*EXERCISE OBJECTIVE:* Reproduce the listing below word for word, leaving out the pictures.
>> start
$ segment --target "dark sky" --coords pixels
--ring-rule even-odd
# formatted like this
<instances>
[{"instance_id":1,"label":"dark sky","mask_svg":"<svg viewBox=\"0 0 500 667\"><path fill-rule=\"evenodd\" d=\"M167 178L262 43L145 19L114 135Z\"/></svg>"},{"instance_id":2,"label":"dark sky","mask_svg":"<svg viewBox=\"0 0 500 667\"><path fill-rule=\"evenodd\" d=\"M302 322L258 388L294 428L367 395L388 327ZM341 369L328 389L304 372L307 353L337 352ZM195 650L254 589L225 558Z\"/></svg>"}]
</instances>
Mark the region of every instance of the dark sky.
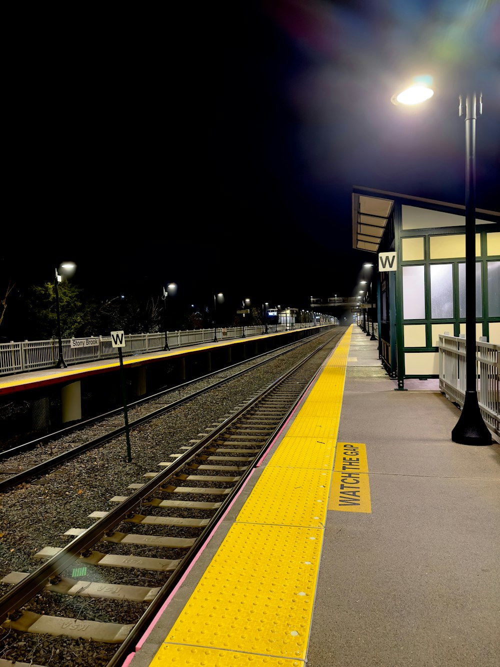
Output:
<instances>
[{"instance_id":1,"label":"dark sky","mask_svg":"<svg viewBox=\"0 0 500 667\"><path fill-rule=\"evenodd\" d=\"M109 297L350 295L370 257L351 249L353 185L464 202L467 85L477 206L500 209L498 3L138 7L13 26L0 254L19 285L71 259ZM426 107L390 103L429 71Z\"/></svg>"}]
</instances>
>> end
*TASK RESPONSE:*
$ segment --target "dark sky" --coords pixels
--ring-rule even-odd
# formatted like this
<instances>
[{"instance_id":1,"label":"dark sky","mask_svg":"<svg viewBox=\"0 0 500 667\"><path fill-rule=\"evenodd\" d=\"M167 178L262 43L145 19L114 135Z\"/></svg>"},{"instance_id":2,"label":"dark sky","mask_svg":"<svg viewBox=\"0 0 500 667\"><path fill-rule=\"evenodd\" d=\"M302 322L258 388L294 428L367 395L388 327ZM341 369L328 389L304 372L307 353L337 352ZM195 650L254 589L225 558Z\"/></svg>"}]
</instances>
Mark the region of every instance of the dark sky.
Output:
<instances>
[{"instance_id":1,"label":"dark sky","mask_svg":"<svg viewBox=\"0 0 500 667\"><path fill-rule=\"evenodd\" d=\"M109 297L350 295L370 257L351 249L353 185L464 202L467 85L477 206L500 209L498 3L138 7L13 26L0 254L19 285L71 259ZM426 107L390 103L429 71Z\"/></svg>"}]
</instances>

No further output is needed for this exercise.